## Task brief
Reproduce all of the data exactly, with no line skipped.

── Data section ──

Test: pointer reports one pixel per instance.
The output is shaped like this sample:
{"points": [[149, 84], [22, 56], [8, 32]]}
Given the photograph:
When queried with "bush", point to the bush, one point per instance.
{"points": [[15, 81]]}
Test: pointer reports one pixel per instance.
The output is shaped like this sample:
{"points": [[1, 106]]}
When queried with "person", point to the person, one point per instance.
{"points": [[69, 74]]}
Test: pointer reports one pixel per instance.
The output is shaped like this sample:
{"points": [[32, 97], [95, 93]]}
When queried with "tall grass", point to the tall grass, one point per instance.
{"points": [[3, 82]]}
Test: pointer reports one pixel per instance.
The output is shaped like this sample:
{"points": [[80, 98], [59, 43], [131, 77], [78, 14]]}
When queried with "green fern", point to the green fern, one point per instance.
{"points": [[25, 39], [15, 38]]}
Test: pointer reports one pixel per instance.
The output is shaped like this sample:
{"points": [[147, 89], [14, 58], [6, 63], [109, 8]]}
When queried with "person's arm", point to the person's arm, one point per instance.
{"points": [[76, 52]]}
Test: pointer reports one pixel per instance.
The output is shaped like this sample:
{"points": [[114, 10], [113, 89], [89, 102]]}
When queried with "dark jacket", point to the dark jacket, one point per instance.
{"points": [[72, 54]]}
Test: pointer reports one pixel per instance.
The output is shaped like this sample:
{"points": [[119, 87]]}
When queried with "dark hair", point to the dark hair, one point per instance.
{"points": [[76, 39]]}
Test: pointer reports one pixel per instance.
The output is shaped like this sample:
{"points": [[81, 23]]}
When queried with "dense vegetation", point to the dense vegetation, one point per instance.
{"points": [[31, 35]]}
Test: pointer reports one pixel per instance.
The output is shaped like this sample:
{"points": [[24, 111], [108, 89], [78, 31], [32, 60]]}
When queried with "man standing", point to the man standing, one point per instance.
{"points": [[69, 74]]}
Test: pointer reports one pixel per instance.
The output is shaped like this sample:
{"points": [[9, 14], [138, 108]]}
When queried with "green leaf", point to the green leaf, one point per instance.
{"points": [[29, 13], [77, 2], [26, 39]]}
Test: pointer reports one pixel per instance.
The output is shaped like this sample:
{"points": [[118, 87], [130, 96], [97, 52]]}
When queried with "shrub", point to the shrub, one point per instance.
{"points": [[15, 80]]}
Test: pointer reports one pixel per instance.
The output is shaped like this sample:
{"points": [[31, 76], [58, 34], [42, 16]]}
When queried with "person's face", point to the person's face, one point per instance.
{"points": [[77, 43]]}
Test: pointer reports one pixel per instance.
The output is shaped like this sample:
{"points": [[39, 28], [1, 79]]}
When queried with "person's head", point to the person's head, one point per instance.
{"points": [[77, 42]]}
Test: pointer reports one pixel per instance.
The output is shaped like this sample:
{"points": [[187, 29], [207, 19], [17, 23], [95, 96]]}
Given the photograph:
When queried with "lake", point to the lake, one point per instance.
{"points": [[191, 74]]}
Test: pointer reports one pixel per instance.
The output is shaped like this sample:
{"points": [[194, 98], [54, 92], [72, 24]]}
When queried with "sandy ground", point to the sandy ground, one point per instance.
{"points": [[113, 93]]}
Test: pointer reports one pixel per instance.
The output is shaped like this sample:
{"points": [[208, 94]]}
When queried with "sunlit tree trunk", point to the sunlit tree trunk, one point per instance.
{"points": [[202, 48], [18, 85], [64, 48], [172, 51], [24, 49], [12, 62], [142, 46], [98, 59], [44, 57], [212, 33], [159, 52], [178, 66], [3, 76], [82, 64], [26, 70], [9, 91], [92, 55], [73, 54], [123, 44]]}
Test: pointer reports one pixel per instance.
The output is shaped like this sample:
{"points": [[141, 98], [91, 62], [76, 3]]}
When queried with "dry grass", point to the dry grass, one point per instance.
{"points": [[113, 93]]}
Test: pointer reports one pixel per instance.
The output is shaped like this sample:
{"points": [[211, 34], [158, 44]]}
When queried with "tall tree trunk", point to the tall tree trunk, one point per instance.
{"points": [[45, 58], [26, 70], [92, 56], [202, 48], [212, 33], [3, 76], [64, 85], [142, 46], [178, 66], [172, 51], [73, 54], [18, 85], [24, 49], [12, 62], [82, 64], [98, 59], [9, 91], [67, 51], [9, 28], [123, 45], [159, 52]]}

───

## Expected answer
Test: pointer reports one pixel per instance.
The output is shaped like this sample:
{"points": [[149, 84], [22, 56], [8, 32]]}
Given the photograph:
When queried with "bush", point to the bush, one point per instance.
{"points": [[15, 81]]}
Test: pointer reports one pixel per instance.
The output is shaped like this sample:
{"points": [[1, 106]]}
When queried with "person", point to the person, one point per instance.
{"points": [[69, 74]]}
Test: pointer reports one pixel per instance.
The output is shaped like this sample:
{"points": [[32, 97], [95, 93]]}
When queried with "tall grass", point to the tall grass, one point per instance.
{"points": [[3, 82]]}
Test: pointer reports one pixel per instance.
The output is shaped like this sample:
{"points": [[80, 98], [59, 43], [131, 77], [78, 14]]}
When queried with "green fern", point to the green fern, one point per instance.
{"points": [[25, 39], [15, 38]]}
Test: pointer reports one pixel per instance.
The output is shaped like this sample:
{"points": [[147, 89], [14, 58], [6, 63], [109, 8]]}
When queried with "person's arm", point to the person's arm, one point per instance.
{"points": [[76, 52]]}
Test: pointer reports one pixel per instance.
The output is shaped like this sample:
{"points": [[114, 10], [113, 89], [89, 102]]}
When queried with "dark jacket", point to the dark jacket, one point per instance.
{"points": [[72, 54]]}
Test: pointer reports one pixel per instance.
The output is shaped like this sample:
{"points": [[119, 87]]}
When queried with "dark hair", point to the dark hair, one point per instance.
{"points": [[76, 39]]}
Test: pointer reports one pixel per instance.
The output is shaped like this sample:
{"points": [[81, 23]]}
When queried with "dense vegetation", point to the dense vegetation, one point per instance.
{"points": [[31, 35]]}
Test: pointer reports one pixel per instance.
The output is shaped like this sample:
{"points": [[24, 111], [108, 89], [78, 31], [32, 60]]}
When queried with "man standing", point to the man standing, one point per instance.
{"points": [[69, 74]]}
Test: pointer reports one pixel per instance.
The output is shaped like this sample:
{"points": [[9, 14], [138, 108]]}
When queried with "green leaf", point to the green leaf, one point per instance.
{"points": [[29, 13], [77, 2], [26, 39]]}
Test: pointer reports one pixel per instance.
The output is shaped like this sample:
{"points": [[118, 87], [130, 96], [97, 52]]}
When queried with "shrub", point to the shrub, one point per instance.
{"points": [[15, 80]]}
Test: pointer reports one pixel per instance.
The output is shaped like this sample:
{"points": [[31, 76], [58, 34], [42, 16]]}
When queried with "person's face", point to the person's face, one point per instance.
{"points": [[77, 43]]}
Test: pointer reports one pixel per instance.
The output is shaped like this sample:
{"points": [[39, 28], [1, 79]]}
When queried with "person's head", point to the person's head, one point per instance.
{"points": [[77, 42]]}
Test: pointer reports one pixel per instance.
The output is shaped like this sample:
{"points": [[187, 29], [207, 19], [17, 23], [95, 96]]}
Given the photograph:
When queried with "lake", point to the lake, one point per instance.
{"points": [[191, 74]]}
Test: pointer reports one pixel per instance.
The output is shaped like this sample:
{"points": [[194, 98], [54, 92], [72, 24]]}
When queried with "sandy ground", point to the sandy ground, one point per instance.
{"points": [[113, 93]]}
Test: pointer reports one pixel per instance.
The output is shaped like this sample:
{"points": [[208, 94]]}
When queried with "sunlit tree trunk", point to the sunlit tree trunk, one point per instance.
{"points": [[202, 48], [18, 85], [64, 48], [172, 51], [24, 49], [12, 62], [142, 46], [98, 59], [44, 57], [212, 33], [159, 52], [178, 66], [3, 76], [82, 64], [26, 70], [9, 91], [92, 55], [73, 54], [123, 44]]}
Test: pointer reports one pixel per instance.
The output is shaped like this sample:
{"points": [[141, 98], [91, 62], [76, 3]]}
When queried with "dry grass", point to the dry grass, one point per instance.
{"points": [[113, 93]]}
Test: pointer reports one pixel per instance.
The output is shaped like this sample:
{"points": [[211, 34], [158, 44]]}
When queried with "tall tree trunk", point to the tall tree trunk, one point per instance.
{"points": [[45, 58], [26, 70], [92, 56], [202, 48], [212, 33], [3, 76], [64, 85], [142, 46], [178, 66], [172, 51], [73, 54], [18, 85], [24, 49], [12, 62], [82, 64], [98, 59], [9, 91], [67, 51], [9, 28], [123, 45], [159, 52]]}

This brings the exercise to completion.